▸ STATED GOAL
Turn the records below, from their start through the line containing "point(134, 129)", into a JSON list of strings with one string per line. Skip blank lines and leave out the pictures.

▸ DATA IN THIS EXERCISE
*****

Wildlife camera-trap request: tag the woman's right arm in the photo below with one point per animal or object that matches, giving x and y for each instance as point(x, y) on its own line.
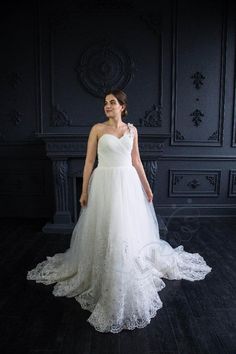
point(90, 157)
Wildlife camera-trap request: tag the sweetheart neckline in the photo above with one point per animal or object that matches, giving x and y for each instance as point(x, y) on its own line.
point(119, 138)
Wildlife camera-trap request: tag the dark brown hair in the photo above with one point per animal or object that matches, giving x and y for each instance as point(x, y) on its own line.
point(121, 98)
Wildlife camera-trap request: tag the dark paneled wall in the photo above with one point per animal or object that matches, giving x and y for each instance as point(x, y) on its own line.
point(176, 62)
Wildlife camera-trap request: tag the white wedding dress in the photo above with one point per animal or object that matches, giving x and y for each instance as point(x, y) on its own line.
point(116, 258)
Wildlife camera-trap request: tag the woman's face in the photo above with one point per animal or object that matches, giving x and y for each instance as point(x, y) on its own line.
point(112, 107)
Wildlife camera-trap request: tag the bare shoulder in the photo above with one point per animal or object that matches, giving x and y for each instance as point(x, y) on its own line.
point(95, 129)
point(134, 129)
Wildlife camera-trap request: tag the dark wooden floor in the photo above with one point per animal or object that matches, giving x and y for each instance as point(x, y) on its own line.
point(197, 317)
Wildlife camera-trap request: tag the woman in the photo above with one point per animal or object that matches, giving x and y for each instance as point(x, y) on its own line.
point(116, 258)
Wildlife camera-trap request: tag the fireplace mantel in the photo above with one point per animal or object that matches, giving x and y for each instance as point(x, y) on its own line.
point(67, 153)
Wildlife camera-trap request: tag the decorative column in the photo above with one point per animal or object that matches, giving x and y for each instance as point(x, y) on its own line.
point(62, 217)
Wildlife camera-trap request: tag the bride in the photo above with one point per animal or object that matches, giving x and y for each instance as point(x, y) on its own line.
point(116, 259)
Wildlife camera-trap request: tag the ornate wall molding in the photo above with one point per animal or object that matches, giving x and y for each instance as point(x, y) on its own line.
point(103, 66)
point(216, 140)
point(192, 183)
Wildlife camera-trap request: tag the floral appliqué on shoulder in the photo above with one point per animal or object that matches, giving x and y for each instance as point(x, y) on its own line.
point(131, 129)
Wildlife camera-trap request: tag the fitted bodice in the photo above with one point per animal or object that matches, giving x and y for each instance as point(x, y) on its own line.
point(113, 151)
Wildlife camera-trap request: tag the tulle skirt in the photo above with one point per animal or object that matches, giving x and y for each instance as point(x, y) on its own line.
point(116, 259)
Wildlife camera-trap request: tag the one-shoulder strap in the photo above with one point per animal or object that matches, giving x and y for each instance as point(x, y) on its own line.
point(131, 129)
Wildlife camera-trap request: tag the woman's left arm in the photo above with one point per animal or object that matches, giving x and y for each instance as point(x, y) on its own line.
point(137, 163)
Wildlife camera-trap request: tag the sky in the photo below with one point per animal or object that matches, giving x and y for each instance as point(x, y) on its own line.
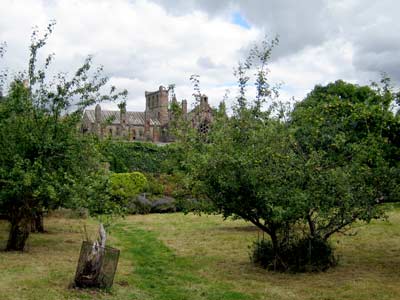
point(143, 44)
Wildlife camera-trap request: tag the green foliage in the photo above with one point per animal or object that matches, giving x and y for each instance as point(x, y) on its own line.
point(127, 185)
point(44, 161)
point(124, 189)
point(128, 157)
point(299, 176)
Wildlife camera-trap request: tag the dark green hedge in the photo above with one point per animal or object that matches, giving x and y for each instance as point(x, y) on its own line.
point(134, 156)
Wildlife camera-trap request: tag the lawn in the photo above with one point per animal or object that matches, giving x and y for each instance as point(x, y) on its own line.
point(177, 256)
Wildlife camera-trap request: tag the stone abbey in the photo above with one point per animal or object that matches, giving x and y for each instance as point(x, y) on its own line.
point(150, 125)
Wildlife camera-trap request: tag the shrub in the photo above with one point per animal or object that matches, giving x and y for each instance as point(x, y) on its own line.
point(127, 185)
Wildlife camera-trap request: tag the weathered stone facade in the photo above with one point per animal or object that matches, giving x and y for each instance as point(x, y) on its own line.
point(150, 125)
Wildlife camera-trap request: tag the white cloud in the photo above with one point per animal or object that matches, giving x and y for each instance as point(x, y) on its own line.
point(140, 45)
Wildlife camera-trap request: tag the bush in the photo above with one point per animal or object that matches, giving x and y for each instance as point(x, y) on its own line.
point(127, 185)
point(163, 205)
point(134, 156)
point(303, 255)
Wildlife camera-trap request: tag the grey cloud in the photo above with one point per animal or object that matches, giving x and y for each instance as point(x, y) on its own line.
point(370, 26)
point(206, 62)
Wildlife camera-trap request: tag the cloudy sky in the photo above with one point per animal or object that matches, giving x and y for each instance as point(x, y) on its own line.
point(146, 43)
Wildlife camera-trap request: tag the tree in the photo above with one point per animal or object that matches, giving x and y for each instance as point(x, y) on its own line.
point(300, 177)
point(44, 161)
point(348, 134)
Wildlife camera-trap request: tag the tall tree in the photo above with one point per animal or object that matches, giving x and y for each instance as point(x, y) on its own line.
point(302, 176)
point(44, 161)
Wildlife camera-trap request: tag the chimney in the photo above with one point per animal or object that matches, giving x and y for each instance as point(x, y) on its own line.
point(122, 112)
point(25, 82)
point(97, 113)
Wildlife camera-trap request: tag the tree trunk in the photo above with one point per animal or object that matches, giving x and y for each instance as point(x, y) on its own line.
point(19, 233)
point(88, 275)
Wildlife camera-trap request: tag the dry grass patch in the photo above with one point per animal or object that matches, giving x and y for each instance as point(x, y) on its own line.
point(176, 256)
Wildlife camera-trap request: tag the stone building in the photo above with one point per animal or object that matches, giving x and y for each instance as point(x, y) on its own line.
point(150, 125)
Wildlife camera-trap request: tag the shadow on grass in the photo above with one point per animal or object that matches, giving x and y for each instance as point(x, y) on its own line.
point(164, 275)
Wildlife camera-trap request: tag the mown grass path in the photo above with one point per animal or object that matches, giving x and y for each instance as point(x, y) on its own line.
point(161, 274)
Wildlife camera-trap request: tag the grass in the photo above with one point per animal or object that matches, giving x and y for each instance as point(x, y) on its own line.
point(178, 256)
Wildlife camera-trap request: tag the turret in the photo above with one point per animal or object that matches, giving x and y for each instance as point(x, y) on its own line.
point(97, 113)
point(184, 107)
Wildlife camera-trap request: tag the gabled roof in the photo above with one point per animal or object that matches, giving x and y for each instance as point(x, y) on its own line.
point(113, 116)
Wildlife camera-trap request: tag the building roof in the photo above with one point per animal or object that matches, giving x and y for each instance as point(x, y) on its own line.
point(113, 116)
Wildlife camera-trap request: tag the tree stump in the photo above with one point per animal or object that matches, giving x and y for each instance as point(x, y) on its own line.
point(97, 263)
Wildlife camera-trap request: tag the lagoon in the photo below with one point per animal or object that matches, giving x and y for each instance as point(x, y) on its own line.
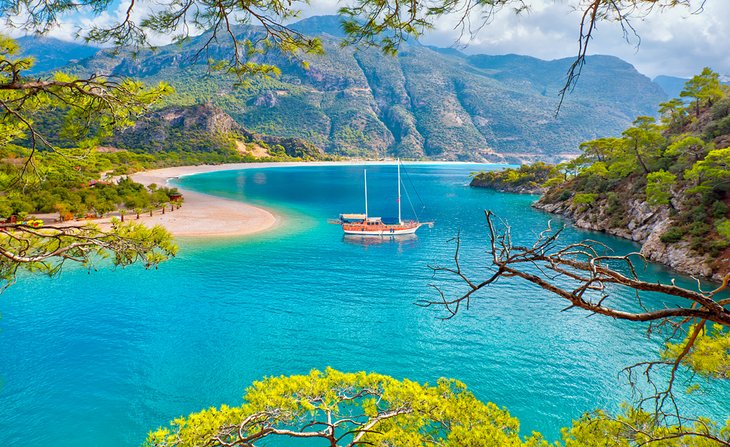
point(99, 358)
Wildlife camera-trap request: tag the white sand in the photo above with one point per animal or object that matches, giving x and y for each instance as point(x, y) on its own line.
point(204, 215)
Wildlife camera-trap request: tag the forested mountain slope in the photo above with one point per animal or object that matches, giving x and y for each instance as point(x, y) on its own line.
point(424, 103)
point(663, 184)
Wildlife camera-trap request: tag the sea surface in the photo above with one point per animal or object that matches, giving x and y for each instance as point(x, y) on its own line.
point(98, 358)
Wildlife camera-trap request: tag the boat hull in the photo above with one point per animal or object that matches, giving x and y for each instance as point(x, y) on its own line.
point(362, 230)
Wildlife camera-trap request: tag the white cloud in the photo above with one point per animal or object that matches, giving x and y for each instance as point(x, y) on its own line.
point(673, 41)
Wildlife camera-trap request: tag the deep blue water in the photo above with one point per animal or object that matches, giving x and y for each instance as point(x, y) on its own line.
point(99, 358)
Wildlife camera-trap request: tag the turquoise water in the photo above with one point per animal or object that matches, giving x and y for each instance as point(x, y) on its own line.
point(99, 358)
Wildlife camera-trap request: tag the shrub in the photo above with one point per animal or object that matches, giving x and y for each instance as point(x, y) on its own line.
point(723, 228)
point(674, 234)
point(584, 199)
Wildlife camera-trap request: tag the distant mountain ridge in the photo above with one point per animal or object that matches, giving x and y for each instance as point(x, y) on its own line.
point(50, 53)
point(424, 103)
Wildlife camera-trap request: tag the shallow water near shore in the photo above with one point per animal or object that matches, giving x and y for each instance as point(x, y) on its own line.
point(100, 358)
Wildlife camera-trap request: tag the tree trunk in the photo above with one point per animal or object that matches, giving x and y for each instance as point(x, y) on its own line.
point(638, 156)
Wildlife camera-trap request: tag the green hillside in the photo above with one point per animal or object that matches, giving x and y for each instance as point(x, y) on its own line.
point(424, 103)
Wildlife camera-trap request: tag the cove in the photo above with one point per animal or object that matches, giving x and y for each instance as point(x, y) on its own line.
point(99, 358)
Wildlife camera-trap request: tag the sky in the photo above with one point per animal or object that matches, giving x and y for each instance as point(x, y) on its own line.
point(676, 41)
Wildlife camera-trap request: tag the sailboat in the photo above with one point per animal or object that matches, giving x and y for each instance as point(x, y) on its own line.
point(365, 225)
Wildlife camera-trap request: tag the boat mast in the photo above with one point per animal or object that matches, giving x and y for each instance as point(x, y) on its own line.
point(400, 222)
point(365, 175)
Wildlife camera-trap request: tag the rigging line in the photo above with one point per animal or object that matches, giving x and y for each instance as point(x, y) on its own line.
point(408, 196)
point(408, 176)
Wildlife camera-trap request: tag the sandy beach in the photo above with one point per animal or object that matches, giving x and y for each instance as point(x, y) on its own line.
point(203, 215)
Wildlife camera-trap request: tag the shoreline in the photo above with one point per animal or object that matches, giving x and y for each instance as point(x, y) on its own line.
point(209, 216)
point(204, 215)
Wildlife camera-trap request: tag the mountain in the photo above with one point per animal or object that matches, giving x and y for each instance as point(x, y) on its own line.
point(424, 103)
point(207, 128)
point(50, 53)
point(671, 85)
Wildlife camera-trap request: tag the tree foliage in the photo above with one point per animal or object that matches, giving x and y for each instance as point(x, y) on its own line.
point(349, 409)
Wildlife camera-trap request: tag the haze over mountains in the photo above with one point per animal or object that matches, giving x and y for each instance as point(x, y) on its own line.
point(424, 103)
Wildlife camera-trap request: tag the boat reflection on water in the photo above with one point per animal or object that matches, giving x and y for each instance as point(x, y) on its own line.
point(402, 240)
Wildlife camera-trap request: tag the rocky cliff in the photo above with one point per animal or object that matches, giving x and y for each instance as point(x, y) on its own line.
point(206, 128)
point(643, 224)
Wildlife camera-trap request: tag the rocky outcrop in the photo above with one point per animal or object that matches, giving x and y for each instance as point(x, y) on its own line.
point(204, 127)
point(640, 223)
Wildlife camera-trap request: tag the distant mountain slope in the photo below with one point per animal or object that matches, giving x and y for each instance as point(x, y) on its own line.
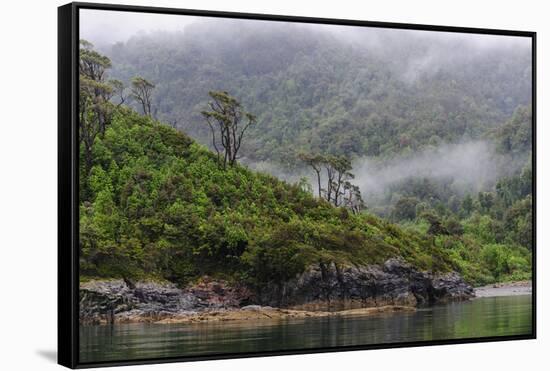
point(156, 204)
point(367, 92)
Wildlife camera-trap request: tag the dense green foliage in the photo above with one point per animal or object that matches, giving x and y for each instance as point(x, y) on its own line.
point(157, 204)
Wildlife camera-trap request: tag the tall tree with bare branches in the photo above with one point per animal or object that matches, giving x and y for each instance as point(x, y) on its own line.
point(228, 122)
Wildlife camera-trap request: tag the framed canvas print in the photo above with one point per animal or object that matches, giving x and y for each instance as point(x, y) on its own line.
point(237, 185)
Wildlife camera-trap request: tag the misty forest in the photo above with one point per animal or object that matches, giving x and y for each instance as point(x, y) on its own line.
point(249, 151)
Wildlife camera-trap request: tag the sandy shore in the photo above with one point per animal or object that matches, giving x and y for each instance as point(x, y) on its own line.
point(258, 313)
point(504, 289)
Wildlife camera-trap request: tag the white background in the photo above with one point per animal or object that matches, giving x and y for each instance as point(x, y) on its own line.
point(28, 156)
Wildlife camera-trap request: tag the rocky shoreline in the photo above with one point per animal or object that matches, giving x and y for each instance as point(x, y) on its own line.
point(323, 290)
point(504, 289)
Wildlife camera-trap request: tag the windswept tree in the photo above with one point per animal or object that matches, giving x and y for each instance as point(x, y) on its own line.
point(228, 122)
point(335, 173)
point(96, 92)
point(142, 91)
point(118, 91)
point(315, 161)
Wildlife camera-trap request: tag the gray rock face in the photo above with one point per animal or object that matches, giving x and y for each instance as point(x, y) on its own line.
point(322, 287)
point(394, 283)
point(107, 301)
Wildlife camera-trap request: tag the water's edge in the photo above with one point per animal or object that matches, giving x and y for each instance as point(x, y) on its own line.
point(482, 317)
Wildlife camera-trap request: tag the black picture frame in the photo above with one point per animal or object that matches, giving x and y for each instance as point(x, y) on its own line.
point(68, 217)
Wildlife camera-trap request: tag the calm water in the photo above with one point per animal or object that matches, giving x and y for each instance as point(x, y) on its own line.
point(498, 316)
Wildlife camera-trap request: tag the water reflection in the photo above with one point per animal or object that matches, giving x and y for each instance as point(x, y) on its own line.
point(482, 317)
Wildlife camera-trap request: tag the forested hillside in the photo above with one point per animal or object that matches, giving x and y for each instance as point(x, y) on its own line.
point(365, 92)
point(434, 134)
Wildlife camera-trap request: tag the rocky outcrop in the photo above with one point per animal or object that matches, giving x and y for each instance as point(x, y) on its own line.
point(322, 287)
point(120, 301)
point(393, 283)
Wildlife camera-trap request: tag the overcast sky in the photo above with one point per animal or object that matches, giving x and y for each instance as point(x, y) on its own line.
point(109, 27)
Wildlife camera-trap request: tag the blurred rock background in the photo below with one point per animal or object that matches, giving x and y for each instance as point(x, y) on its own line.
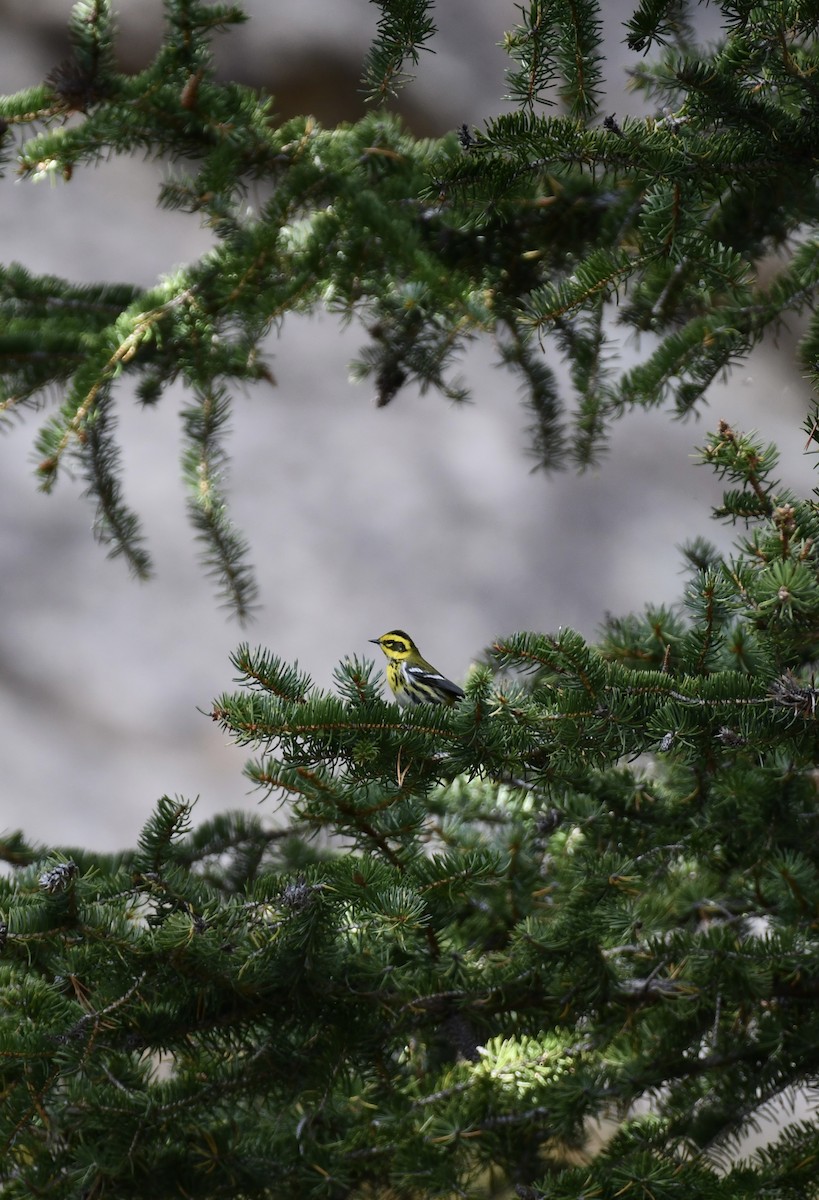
point(422, 515)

*****

▸ RESULT FOR THIS TASK
[
  "Wildlife camera-trap request: tag the woman's right arm in the photo below with one point per animal or object that matches, giving x and y for each instance as point(x, y) on its own line.",
  "point(90, 157)",
  "Wildlife camera-trap request: tag the sweetheart neckline in the photo above with one point per animal or object that matches, giving x and y for each instance as point(x, y) on its own line.",
  "point(119, 138)",
  "Wildlife camera-trap request: tag the dark brown hair in the photo above with one point per animal or object that matches, giving x and y for each instance as point(x, y) on its own line.",
  "point(121, 98)",
  "Wildlife camera-trap request: tag the dark paneled wall in the photo above with one point per animal or object that matches, giving x and y for each instance as point(x, y) on its own line.",
  "point(176, 62)",
  "Wildlife camera-trap request: tag the white wedding dress in the photo above with one point per animal or object that matches, giving x and y for each instance as point(x, y) on its own line.",
  "point(116, 258)",
  "Wildlife camera-trap request: tag the woman's face in the photo above with one point per animal or object that matches, giving x and y for each instance as point(x, y) on its own line.",
  "point(112, 107)",
  "Wildlife camera-trap request: tag the bare shoulder in the photo above with one point per animal or object that matches, giving x and y for each instance as point(x, y) on its own line.",
  "point(95, 129)",
  "point(134, 129)"
]